BEGIN Document extract

On Tue, 4 Jan 2000, Robert Gardner wrote:

> Perhaps you can explain something to me.  If there is no condensation in the air,
> does the air become less transparent?  After all moist air is less dense than dry
> air, i.e. less mass per unit volume.
> 

If given cold conditions which are sufficiently dry in that no
condensation occurs, I would think that the air becomes more transparent
than for warmer conditions.

Before I explain myself, I want to make a comment about your last
statement, Robert. As I am unaware of your (and others) background in
things concerning weather and the like, I hope I don't insult your
(or anyone elses) intelligence here with the following details.

It is true that moist air is less dense than dry air, and thus, should
rise above dry air. But strangely enough, when fog forms, it starts from
the ground up, sort of implying the air near the ground is moister, which
goes against what was stated above. 

I'm going a bit off the original question here as I'm going to consider
condensation, but this may prove interesting.....perhaps???

I suppose a more useful description of the air is a quantity called the
relative humidity, as it determines how close the air is to becoming
saturated. It is a ratio of the mass of water vapour in the air compared
with the _maximum possible_ amount of water vapour that the air can hold
_at that temperature_. That is, when the relative humidity = 100%, the air
can hold no more water vapour at that temperature, and condensation will
occur. This maximum possible amount depends on temperature as mentioned in
an earlier email, ie the colder the air, the less water vapour can be held
before condensation takes place. 

So, there may be a case where the temperature = 5 deg C (41 deg F) and
relative humidity = 100%. However, if this same parcel of air is heated to
a temperature of 10 deg C (50 deg F), the relative humidity becomes 50%.  
[Note: These numbers have been made up. Do not take them as gospel. 
However, they do show the behaviour that would occur.]

But what about the fog?
During the night, the ground re-rediates the heat it obtained during the
day, and cools much faster than the rest of the atmosphere.  Through
conduction, the air immediately adjacent to the surface also cools, and by
dawn, the temperature in the lowest 200-500 metres [~600-1500ft]
(depending upon location), is found to increase linearly with height.

END Document extract
BEGIN Provided information

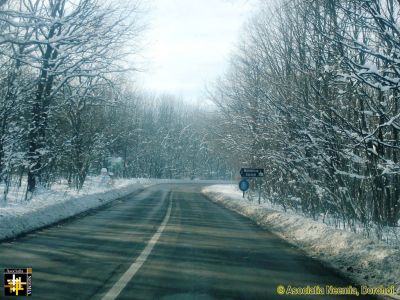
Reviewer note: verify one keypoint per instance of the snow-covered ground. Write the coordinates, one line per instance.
(366, 261)
(46, 207)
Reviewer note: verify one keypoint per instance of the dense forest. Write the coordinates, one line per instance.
(68, 105)
(312, 95)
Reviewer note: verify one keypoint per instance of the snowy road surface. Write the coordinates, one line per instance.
(166, 242)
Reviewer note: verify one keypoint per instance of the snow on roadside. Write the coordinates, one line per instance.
(50, 206)
(61, 202)
(368, 262)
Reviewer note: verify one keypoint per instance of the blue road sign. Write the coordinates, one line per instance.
(244, 185)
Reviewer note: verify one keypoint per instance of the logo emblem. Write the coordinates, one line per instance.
(18, 282)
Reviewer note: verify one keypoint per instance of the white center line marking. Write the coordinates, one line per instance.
(135, 266)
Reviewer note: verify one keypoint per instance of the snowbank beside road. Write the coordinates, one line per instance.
(61, 202)
(368, 262)
(51, 206)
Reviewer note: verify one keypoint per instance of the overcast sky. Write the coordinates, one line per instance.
(189, 42)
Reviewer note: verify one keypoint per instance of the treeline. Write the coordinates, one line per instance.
(162, 137)
(67, 110)
(312, 96)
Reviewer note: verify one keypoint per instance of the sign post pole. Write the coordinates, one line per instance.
(251, 173)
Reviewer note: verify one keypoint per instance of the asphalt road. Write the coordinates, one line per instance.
(167, 242)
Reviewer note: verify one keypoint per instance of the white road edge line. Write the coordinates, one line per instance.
(136, 265)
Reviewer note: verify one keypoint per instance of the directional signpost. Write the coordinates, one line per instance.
(244, 185)
(247, 172)
(250, 173)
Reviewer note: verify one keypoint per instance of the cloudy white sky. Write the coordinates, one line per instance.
(189, 42)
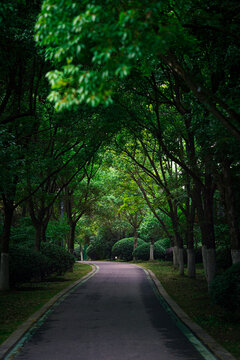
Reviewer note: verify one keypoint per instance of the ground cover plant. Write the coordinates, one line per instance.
(19, 303)
(192, 296)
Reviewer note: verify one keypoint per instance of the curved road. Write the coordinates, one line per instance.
(115, 315)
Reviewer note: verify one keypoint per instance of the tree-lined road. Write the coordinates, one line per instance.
(114, 315)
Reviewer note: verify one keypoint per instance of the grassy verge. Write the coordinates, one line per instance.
(192, 296)
(18, 304)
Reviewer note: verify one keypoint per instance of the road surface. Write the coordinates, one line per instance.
(115, 315)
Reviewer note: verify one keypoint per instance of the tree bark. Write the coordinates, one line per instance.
(235, 256)
(38, 235)
(151, 254)
(71, 237)
(211, 265)
(175, 257)
(180, 261)
(4, 270)
(191, 263)
(230, 205)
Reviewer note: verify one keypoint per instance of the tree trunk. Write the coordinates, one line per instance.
(81, 255)
(135, 239)
(151, 254)
(4, 270)
(204, 257)
(206, 223)
(211, 265)
(191, 263)
(175, 257)
(230, 205)
(235, 256)
(38, 236)
(180, 261)
(71, 237)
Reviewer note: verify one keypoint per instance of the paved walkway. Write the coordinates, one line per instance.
(115, 315)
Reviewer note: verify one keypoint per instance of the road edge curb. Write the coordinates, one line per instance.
(13, 339)
(218, 351)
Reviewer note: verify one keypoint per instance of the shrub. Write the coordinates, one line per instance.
(164, 242)
(26, 264)
(123, 248)
(60, 260)
(225, 288)
(142, 252)
(99, 248)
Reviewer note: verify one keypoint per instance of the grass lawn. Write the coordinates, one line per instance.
(192, 296)
(18, 304)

END Provided information

**What to work on:**
For each statement marked 1., 2. and 3., state whether it agrees with the email about humidity and fog, answering yes or no and quoting the deciding words from the email exactly.
1. Moist air is denser than dry air.
2. When fog forms, it begins at the ground and builds upward.
3. Colder air can hold more water vapor before condensation takes place.
The rows play no part in what comes next.

**Task result:**
1. No: "It is true that moist air is less dense than dry air"
2. Yes: "when fog forms, it starts from the ground up"
3. No: "the colder the air, the less water vapour can be held before condensation takes place"